## Цитируемый отрывок
= = = = = = =
И чтобы завершить эту мысль, а заодно и свой коротенький «эразматический» очерк, процитирую Мартина Лютера, великого религиозного реформатора:
На смертном одре я закажу своим сыновьям читать Эразмовы книги.
Не знаю, редко ли, часто ли читают сейчас стихи. Наверное, кто читал их с юности, продолжает читать и ныне. Глупо и неправильно утверждать, что поэзия делает человека лучше. Мне знакомы десятки людей, не прочитавшие в своей жизни ни одной рифмованной строчки, ну, разве что только в школе, и от этого нисколько не почерствевшие. Я встречался с тысячами людей, что едва заслышав по радио голос симфонического оркестра, скучнели и отключали звук. И при этом были добрыми и отзывчивыми. Только-то и всего, что у каждого, живущего на планете, разнится строй души.
Чтение стихов — это труд. Точно так же как и слушание музыки. Трудятся при этом не руки, трудится при этом душа. Труд физический, по учению Дарвина, сделал из обезьяны человека. Труд душевный вряд ли способен сделать из человека ангела: человека тянет к земле, в небе ему жить одиноко. Но то, что польза от такого труда ничуть не меньше, чем от труда физического, — это для меня аксиома.
Какой должна быть поэзия? Глуповатой, как говорил Пушкин. Глуповатой не значит — глупой. Не как у капитана Голядкина. Чего поэзия не должна? Поэзия не должна учить. Поэзия не должна быть скучной. Поэзия не должна быть угрюмой.
Что же получается в результате? Поэзия должна быть.
Панмонголизм! Хоть имя дико,
Но мне ласкает слух оно.
Две эти строчки из Владимира Соловьева поставил Блок эпиграфом к своим «Скифам» Не знаю уж, как может ласкать слух это действительно невероятное по своей дикости слово — лично мне его и произнести-то удается только с третьей попытки, — но о вкусах, как говорится, не спорят. Владимир Соловьев был вообще человек со странностями. Отец его — великий русский историк, в предках Соловьева со стороны матери — великий украинский философ Григорий Сковорода, прочие родственники философа — тоже всё писатели и поэты. Понятно, что при таком окружении ни в портные, ни в извозчики, ни в уличные торговцы квасом человек при всем желании попасть ну никак не может — родственники съедят с потрохами.
Вот и выбрал Соловьев путь мыслителя и поэта. И не просто выбрал, а шел по нему сознательно и со знанием дела. Он был мистиком, ему были видения Девы Софии, три встречи с которой (в Лондоне, в Египте и, кажется, в Пустыньке под Петербургом, имении Соловьевых близ ж/д станции Саблино) им описаны в одноименной поэме (см. «Три встречи»); по ночам его преследовал «злой дух Питер, пророча ему скорую гибель»; в Италии он упал не откуда-нибудь, а с самого Везувия, хорошо еще, что не в кратер. И больше всего на свете Соловьев любил путешествия, философию и пирожные.
В христианстве по-соловьевски западные и восточные мистики вполне мирно уживаются со Христом и светлое будущее человечества представляется как Вселенская церковь, возглавляемая единым первосвященником, «папой». Сам философ за несколько лет до смерти тайно принял в Москве католичество, чем мистически примирил обе церкви — западную и восточную.
Теперь о поэзии Соловьева.
Мне очень нравятся такие соловьевские строки периода его работы над «Историей Теократии»:
От родных многоводных Халдейских равнин,
От нагорных лугов Арамейской земли,
От Харрана, где дожил до поздних седин,
И от Ура, где юные годы текли, —
Не на год лишь один,
Не на много годин,
А на вечные веки уйди.
Мне вообще очень много нравится в поэзии Владимира Соловьева, всегда мощной, всегда живой, правда, не всегда глуповатой, как завещал нам великий Пушкин.
= = = = = = =
## Фрагмент данных

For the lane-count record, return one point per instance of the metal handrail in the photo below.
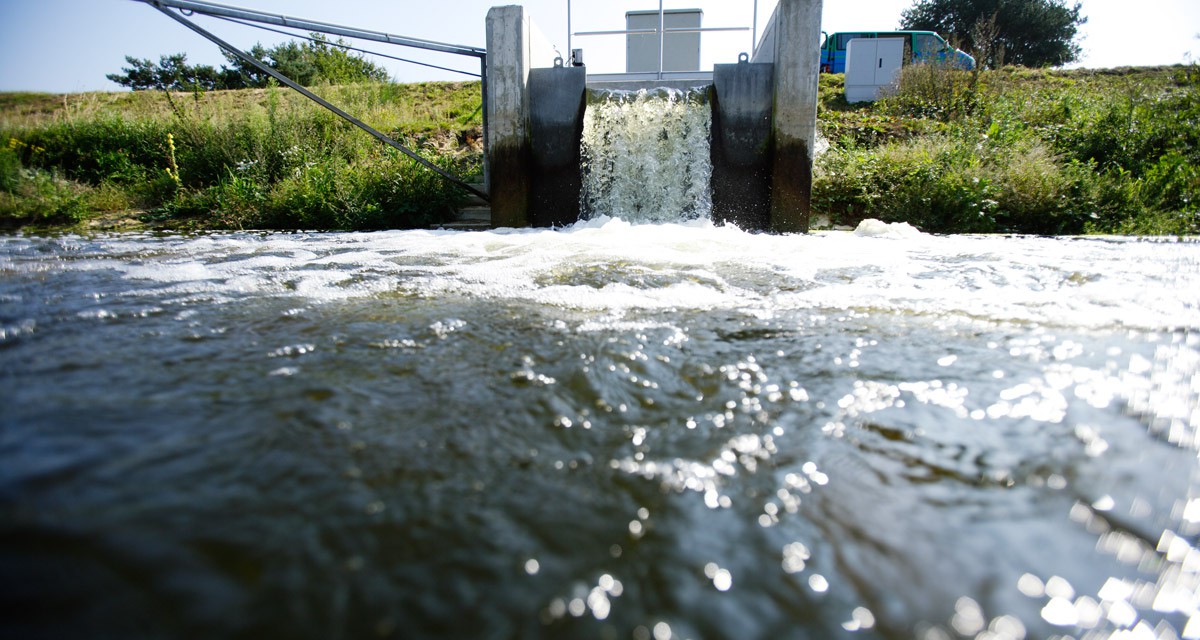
= = = = = = =
## Что требуется
Перепишите, пожалуйста, часть цитируемого отрывка: начните со слов «Вот и выбрал» и закончите после слов «философию и пирожные.».

## Результат
Вот и выбрал Соловьев путь мыслителя и поэта. И не просто выбрал, а шел по нему сознательно и со знанием дела. Он был мистиком, ему были видения Девы Софии, три встречи с которой (в Лондоне, в Египте и, кажется, в Пустыньке под Петербургом, имении Соловьевых близ ж/д станции Саблино) им описаны в одноименной поэме (см. «Три встречи»); по ночам его преследовал «злой дух Питер, пророча ему скорую гибель»; в Италии он упал не откуда-нибудь, а с самого Везувия, хорошо еще, что не в кратер. И больше всего на свете Соловьев любил путешествия, философию и пирожные.